[GRASS5] Re: [bug #4155] (grass) d.m will not display remotely

Kirk R. Wythers kwythers at umn.edu
Wed Mar 15 11:29:10 EST 2006


On Mar 14, 2006, at 10:05 AM, Scott Mitchell wrote:

> On 14-Mar-06, at 07:11, Kirk R. Wythers wrote:
>
>> Thanks for your thoughts on this issue Glynn. Here is the answer  
>> (for the purposes of the archives).
>>
>> On OS X (Tiger 10.4) use ssh -Y, (which enables trusted  
>> forwarding). and the Wish shell (built on X11 forwards fine).
>>
>
> Thanks for that post, Kirk - I am chagrined to realize that I used  
> to know this, then managed to forget it for a few months.  So I  
> have been needlessly limiting myself to only running GRASS locally/ 
> non-graphically until I could find time to delve into it, but you  
> have fixed it for me!

You are most welcome. I was more than a little embarrassed when I  
realized what was going on.

>
>> Panther and earlier used a version of ssh that only used the -X  
>> option for X forwarding. This should probably go somewhere in the  
>> wiki as well. I will write it up if someone can suggest a location  
>> that makes sense.

Material provided:
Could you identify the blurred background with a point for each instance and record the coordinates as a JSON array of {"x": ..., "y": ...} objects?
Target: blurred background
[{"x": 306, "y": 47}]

Objective: Print everything in the GRASS mailing-list message from "Kirk R. Wythers kwythers" down to "X11 forwards fine).", keeping every word and mark unchanged.

Task response:
Kirk R. Wythers kwythers at umn.edu
Wed Mar 15 11:29:10 EST 2006


On Mar 14, 2006, at 10:05 AM, Scott Mitchell wrote:

> On 14-Mar-06, at 07:11, Kirk R. Wythers wrote:
>
>> Thanks for your thoughts on this issue Glynn. Here is the answer  
>> (for the purposes of the archives).
>>
>> On OS X (Tiger 10.4) use ssh -Y, (which enables trusted  
>> forwarding). and the Wish shell (built on X11 forwards fine).